> _What you have to do_: Rescale the listing from its first line through the line containing "[[119, 70]]", both included. Write those lines out again with the requests, multiply each point coordinate in the answers by 0.4, and round to whole numbers with halves going up. Leave the requests and their format samples unchanged, and leave out the pictures.

---

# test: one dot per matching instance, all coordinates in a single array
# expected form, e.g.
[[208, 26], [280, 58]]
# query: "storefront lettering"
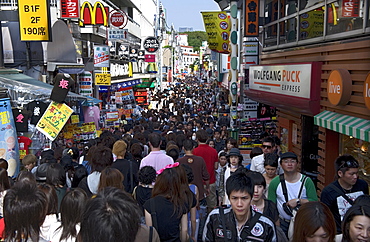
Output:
[[119, 70]]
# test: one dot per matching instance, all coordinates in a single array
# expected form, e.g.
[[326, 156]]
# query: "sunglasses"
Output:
[[349, 164]]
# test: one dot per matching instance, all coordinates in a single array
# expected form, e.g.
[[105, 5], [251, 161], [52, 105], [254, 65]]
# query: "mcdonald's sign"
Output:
[[97, 15]]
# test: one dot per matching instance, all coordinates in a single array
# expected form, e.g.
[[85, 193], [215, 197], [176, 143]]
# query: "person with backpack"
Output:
[[291, 189], [239, 222]]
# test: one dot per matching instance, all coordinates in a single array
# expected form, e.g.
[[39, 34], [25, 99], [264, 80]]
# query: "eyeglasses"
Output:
[[349, 164]]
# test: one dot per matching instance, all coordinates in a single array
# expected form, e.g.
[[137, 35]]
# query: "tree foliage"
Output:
[[195, 38]]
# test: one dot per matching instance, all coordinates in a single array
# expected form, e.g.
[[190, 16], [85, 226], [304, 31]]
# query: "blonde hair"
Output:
[[119, 148]]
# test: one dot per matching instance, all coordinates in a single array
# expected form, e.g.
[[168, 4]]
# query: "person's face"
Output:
[[319, 236], [234, 160], [359, 229], [258, 192], [222, 160], [229, 145], [240, 203], [267, 147], [289, 165], [349, 177], [270, 171], [30, 166]]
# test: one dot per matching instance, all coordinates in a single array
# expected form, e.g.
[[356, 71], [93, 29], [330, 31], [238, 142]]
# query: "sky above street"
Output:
[[186, 13]]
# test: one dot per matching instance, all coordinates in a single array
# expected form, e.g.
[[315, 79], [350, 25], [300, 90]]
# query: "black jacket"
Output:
[[257, 228]]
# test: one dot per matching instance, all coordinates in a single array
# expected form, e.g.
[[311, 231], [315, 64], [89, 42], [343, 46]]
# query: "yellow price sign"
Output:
[[34, 20], [102, 79]]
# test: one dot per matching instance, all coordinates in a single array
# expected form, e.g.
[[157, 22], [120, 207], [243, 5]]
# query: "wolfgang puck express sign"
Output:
[[292, 80]]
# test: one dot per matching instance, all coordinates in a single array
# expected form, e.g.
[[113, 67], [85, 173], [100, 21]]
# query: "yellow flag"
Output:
[[217, 25]]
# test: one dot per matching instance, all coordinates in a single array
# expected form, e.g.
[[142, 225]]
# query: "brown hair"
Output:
[[305, 225], [119, 148], [110, 177], [29, 159]]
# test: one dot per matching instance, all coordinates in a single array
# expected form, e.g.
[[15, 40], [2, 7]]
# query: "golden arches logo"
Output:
[[97, 15]]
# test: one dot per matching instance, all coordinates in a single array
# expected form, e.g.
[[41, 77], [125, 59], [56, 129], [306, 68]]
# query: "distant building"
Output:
[[185, 29]]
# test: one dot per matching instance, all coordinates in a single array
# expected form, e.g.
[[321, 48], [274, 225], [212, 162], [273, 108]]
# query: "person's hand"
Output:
[[292, 203]]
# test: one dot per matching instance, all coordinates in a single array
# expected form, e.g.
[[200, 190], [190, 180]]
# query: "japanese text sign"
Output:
[[102, 79], [70, 9], [9, 149], [54, 119], [251, 18], [101, 56], [217, 25], [34, 20]]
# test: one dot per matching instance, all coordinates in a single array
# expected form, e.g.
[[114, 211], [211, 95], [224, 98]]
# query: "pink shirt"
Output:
[[157, 159]]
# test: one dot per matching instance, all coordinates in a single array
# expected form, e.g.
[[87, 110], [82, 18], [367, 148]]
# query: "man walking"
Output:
[[290, 190], [156, 158], [211, 159], [340, 194]]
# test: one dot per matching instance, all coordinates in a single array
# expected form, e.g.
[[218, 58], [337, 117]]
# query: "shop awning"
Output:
[[28, 88], [344, 124]]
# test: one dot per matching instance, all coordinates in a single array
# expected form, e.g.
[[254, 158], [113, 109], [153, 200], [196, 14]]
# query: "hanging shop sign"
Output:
[[9, 149], [339, 87], [34, 20], [102, 79], [251, 18], [85, 82], [101, 56], [118, 19], [217, 26], [115, 34], [54, 119], [70, 9], [151, 44], [367, 91], [293, 80], [97, 15]]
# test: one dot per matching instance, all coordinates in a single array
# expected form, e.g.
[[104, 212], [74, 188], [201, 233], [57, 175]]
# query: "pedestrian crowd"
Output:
[[172, 173]]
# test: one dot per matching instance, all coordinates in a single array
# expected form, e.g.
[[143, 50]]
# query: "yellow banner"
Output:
[[54, 119], [102, 79], [34, 20], [217, 25]]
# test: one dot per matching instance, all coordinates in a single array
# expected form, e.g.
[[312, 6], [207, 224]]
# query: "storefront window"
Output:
[[360, 150], [284, 140], [345, 15], [270, 35], [290, 27], [311, 24]]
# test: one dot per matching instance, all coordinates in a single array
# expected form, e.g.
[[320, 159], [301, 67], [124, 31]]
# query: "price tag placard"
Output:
[[34, 20], [102, 79]]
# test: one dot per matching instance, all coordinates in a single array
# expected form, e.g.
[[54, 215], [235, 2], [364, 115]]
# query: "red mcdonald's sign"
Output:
[[97, 15]]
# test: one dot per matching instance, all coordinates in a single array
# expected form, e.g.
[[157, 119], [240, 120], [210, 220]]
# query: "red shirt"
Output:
[[210, 156]]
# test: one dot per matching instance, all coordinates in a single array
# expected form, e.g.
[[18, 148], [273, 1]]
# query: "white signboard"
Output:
[[292, 80], [250, 48], [114, 34], [101, 56]]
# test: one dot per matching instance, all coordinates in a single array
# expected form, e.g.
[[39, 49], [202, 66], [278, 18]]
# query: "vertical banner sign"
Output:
[[54, 119], [70, 9], [34, 20], [9, 149], [251, 18], [102, 79], [101, 56], [85, 82], [217, 25]]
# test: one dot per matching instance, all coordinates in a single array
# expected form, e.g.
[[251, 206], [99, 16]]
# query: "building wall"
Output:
[[352, 55]]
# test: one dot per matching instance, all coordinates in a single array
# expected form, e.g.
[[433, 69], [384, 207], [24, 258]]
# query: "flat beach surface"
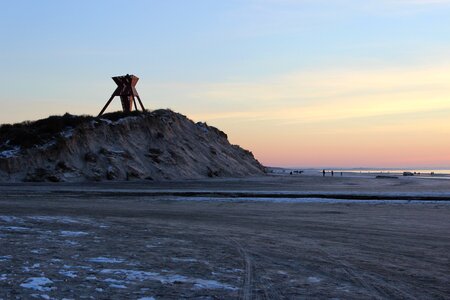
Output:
[[273, 237]]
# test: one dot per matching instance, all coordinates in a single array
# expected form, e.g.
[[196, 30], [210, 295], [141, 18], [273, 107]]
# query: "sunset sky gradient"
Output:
[[306, 83]]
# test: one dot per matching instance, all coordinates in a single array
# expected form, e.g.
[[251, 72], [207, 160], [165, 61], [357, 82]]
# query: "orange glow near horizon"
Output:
[[387, 118]]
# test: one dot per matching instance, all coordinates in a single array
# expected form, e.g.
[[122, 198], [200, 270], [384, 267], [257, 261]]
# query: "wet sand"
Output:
[[129, 240]]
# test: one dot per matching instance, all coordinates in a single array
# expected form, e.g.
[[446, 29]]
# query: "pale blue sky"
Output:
[[219, 60]]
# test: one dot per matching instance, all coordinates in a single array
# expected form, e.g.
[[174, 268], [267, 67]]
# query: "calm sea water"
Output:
[[398, 171]]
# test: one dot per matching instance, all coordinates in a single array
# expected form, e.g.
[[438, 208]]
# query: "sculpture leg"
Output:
[[140, 102], [135, 105], [106, 105]]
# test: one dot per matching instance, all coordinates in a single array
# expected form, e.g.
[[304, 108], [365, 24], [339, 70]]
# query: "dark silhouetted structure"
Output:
[[126, 90]]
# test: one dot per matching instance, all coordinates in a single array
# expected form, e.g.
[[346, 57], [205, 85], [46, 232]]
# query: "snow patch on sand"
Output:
[[71, 274], [14, 228], [108, 260], [38, 284], [314, 279], [133, 275], [10, 153], [73, 233]]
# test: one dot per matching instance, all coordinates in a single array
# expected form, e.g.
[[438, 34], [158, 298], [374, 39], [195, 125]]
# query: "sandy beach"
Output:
[[190, 239]]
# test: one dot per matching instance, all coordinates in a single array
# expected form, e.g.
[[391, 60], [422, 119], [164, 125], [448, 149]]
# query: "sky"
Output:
[[300, 83]]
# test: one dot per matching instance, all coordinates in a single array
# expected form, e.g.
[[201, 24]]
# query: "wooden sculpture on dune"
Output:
[[126, 90]]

---

> _The completed task_:
# test: one dot per matching instance, all coordinates in a single array
# expected form, e.g.
[[208, 26], [280, 58]]
# query: "storefront lettering"
Output:
[[48, 28]]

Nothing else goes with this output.